**** Provided text

An unintentional intention

Last week I was speaking with psychologist Dr. Gary Schwartz of the University of Arizona, my partner in many of these Intention Experiments, and who disclosed an interesting anomaly in our latest Germination Intention Experiment run in Austin on March 1, which has enormous implications for the infectious nature of our presence.
To understand what happened, it’s important for me to explain fully how these experiments are run.
Each time we have run our experiment, Dr. Schwartz’s lab technician Mark Boccozzi prepares four batches containing 30 seeds each. We randomly select one set of seeds as our target to send intention to (and the U of A scientists aren’t told which set we’ve chosen). After we send intention for ten minutes, then notify the scientists that we’ve finished.
At that point the scientists plant all four sets of sets of seeds under controlled conditions (that is, each batch is isolated from the others and planted in separate soil). At the end of five days, Mark then measures the plants.
In our latest study, as in all our others, the seeds sent intention grew higher than the three sets of controls.
Let’s call this kind of procedure the ‘intention’ studies.

********
**** Data

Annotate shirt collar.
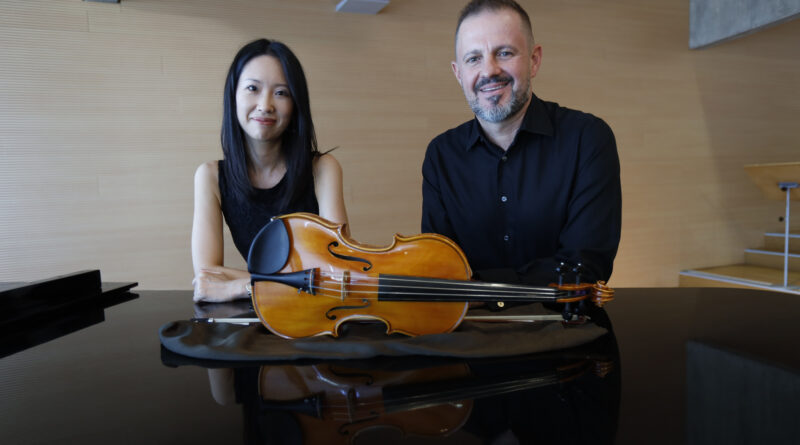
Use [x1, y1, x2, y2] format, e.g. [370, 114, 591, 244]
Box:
[466, 94, 553, 151]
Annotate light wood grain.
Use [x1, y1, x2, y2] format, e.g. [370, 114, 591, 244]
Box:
[0, 0, 800, 289]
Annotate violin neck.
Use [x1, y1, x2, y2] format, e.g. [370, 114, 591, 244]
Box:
[378, 274, 567, 302]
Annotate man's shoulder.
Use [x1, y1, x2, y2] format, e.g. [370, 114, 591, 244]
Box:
[542, 100, 611, 131]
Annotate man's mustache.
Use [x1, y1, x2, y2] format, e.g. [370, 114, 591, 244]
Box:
[474, 75, 514, 94]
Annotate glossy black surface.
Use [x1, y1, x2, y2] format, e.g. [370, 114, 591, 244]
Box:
[0, 288, 800, 445]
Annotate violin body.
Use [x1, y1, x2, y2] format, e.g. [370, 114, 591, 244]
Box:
[249, 213, 472, 338]
[247, 213, 614, 338]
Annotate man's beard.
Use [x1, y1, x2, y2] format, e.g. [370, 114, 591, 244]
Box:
[467, 76, 531, 123]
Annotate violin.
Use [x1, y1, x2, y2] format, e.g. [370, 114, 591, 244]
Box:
[259, 363, 473, 444]
[247, 213, 614, 338]
[258, 357, 614, 444]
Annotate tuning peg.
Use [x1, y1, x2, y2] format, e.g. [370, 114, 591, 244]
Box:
[572, 262, 583, 284]
[556, 261, 567, 286]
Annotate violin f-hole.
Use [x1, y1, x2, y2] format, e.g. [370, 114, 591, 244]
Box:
[328, 241, 372, 272]
[325, 299, 372, 320]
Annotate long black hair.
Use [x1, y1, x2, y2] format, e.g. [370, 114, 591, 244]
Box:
[220, 39, 319, 210]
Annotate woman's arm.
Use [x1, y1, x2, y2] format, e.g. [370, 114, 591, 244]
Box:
[192, 161, 250, 302]
[314, 154, 347, 229]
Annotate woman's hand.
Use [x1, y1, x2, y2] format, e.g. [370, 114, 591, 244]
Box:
[192, 266, 250, 303]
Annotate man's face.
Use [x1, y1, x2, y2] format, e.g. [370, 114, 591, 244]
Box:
[452, 9, 542, 123]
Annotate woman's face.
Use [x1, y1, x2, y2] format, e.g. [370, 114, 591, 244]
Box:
[236, 56, 294, 143]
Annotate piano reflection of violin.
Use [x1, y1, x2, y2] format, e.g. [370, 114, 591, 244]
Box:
[244, 338, 615, 444]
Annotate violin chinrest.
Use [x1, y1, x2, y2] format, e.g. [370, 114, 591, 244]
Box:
[247, 218, 291, 275]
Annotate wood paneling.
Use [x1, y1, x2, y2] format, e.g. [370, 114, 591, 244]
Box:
[0, 0, 800, 289]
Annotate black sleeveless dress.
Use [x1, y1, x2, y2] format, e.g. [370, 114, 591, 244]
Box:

********

In the passage on the germination experiment, write out word for word everything from "To understand what" down to "that we’ve finished.".

§ Task result
To understand what happened, it’s important for me to explain fully how these experiments are run.
Each time we have run our experiment, Dr. Schwartz’s lab technician Mark Boccozzi prepares four batches containing 30 seeds each. We randomly select one set of seeds as our target to send intention to (and the U of A scientists aren’t told which set we’ve chosen). After we send intention for ten minutes, then notify the scientists that we’ve finished.